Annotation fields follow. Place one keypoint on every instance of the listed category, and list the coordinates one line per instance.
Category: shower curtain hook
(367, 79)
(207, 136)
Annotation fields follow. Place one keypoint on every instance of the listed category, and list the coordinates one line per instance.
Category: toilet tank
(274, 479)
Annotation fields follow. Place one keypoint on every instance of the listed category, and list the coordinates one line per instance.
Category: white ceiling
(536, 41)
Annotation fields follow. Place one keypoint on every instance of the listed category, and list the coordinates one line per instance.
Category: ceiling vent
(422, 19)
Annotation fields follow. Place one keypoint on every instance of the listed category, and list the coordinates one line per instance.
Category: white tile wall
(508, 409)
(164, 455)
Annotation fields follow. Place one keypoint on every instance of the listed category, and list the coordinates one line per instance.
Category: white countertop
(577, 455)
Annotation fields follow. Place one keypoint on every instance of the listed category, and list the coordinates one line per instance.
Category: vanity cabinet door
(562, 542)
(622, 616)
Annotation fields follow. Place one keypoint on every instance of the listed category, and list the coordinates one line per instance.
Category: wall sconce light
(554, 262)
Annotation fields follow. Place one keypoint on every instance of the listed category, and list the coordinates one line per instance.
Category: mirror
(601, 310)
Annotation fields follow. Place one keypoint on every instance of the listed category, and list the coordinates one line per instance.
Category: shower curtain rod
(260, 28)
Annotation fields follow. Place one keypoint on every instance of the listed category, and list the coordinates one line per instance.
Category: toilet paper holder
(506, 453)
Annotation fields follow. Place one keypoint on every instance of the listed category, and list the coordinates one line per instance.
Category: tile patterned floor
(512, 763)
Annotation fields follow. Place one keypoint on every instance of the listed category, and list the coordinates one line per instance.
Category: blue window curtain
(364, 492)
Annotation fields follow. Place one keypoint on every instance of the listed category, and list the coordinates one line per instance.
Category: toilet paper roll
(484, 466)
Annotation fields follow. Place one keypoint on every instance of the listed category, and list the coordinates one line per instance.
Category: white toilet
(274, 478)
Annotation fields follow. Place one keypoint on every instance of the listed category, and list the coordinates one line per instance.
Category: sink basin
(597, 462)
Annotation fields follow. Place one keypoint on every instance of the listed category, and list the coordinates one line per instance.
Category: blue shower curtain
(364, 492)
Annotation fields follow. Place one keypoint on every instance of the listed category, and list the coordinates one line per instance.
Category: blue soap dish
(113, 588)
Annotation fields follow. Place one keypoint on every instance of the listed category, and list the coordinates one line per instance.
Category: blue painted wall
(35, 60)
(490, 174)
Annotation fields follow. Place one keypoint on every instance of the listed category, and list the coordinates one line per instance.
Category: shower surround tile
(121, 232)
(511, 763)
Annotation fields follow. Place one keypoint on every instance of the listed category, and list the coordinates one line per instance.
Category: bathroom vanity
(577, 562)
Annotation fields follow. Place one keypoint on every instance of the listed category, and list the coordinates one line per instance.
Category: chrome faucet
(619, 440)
___
### Task prompt
Using the data above, repeat every line exactly.

### Task output
Annotation fields follow. Place one keypoint on every instance of the listed category, and list the coordinates one line per instance.
Category: shower curtain hook
(367, 79)
(207, 136)
Annotation fields follow. Place one keypoint on every instance of the listed category, and list the coordinates one line per instance.
Category: toilet tank
(274, 479)
Annotation fields follow. Place one keypoint on every instance of the listed category, and list the coordinates one line per instance.
Category: white ceiling
(536, 41)
Annotation fields follow. Place one keypoint on every instance of the listed category, and list the coordinates one line per instance.
Category: ceiling vent
(422, 19)
Annotation fields follow. Place one keypoint on every instance of the listed category, and list the coordinates one line per instance.
Category: white tile wall
(508, 409)
(164, 455)
Annotation fields follow. Place one keypoint on every instance of the listed category, and list the coordinates one line per instance.
Category: white countertop
(577, 455)
Annotation fields follow. Place one keypoint on every instance of the listed category, and list the coordinates one line per instance.
Category: vanity cabinet door
(562, 542)
(622, 616)
Annotation fields follow. Place one keypoint on every instance of the listed category, and list the coordinates one line per instance.
Category: wall sconce light
(554, 262)
Annotation fields follow. Place one keypoint on every instance of the listed category, and list the coordinates one line per instance.
Category: mirror
(601, 310)
Annotation fields follow. Place one keypoint on every instance of the listed category, and list the coordinates one line per instance.
Category: shower curtain rod
(260, 28)
Annotation fields follow. Place one keypoint on every instance of the listed category, and list the coordinates one line per instance.
Category: toilet paper holder
(506, 453)
Annotation fields follow. Place one keypoint on every instance of the listed category, and list the coordinates one line per instance.
Category: tile patterned floor
(512, 763)
Annotation fields follow. Place one keypoint on every instance of the listed category, and list the coordinates one line per instance.
Category: blue window curtain
(364, 492)
Annotation fields follow. Place one keypoint on every instance of the listed category, and list the coordinates one line per instance.
Category: toilet paper roll
(484, 466)
Annotation fields follow. Place one keypoint on every instance of the listed category, and list the coordinates one line per instance.
Category: white toilet
(274, 478)
Annotation fields follow. Place one keypoint on every instance of the listed category, and list the coordinates one line per instance.
Category: sink basin
(597, 462)
Annotation fields follow. Place one keypoint on every instance of the listed category, and list the coordinates one line per instance.
Category: blue shower curtain
(364, 492)
Annotation fields follow. Place one keypoint on every instance of the listed category, and list the coordinates one line per instance.
Category: blue soap dish
(113, 588)
Annotation fields follow. Place one keypoint on every instance of the listed category, and list the coordinates one line per instance.
Category: blue painted wall
(35, 60)
(490, 174)
Annotation fields follow. Place one keypoint on every instance of the listed category, and list the coordinates one line per instance.
Category: shower surround tile
(121, 232)
(511, 763)
Annotation fields follow. Place one keypoint on every instance of the listed category, and list the coordinates one line per instance.
Category: bathroom vanity
(577, 562)
Annotation fields follow. Place one keypoint on every instance of the listed category, and list the coordinates one line per instance.
Category: chrome faucet
(619, 440)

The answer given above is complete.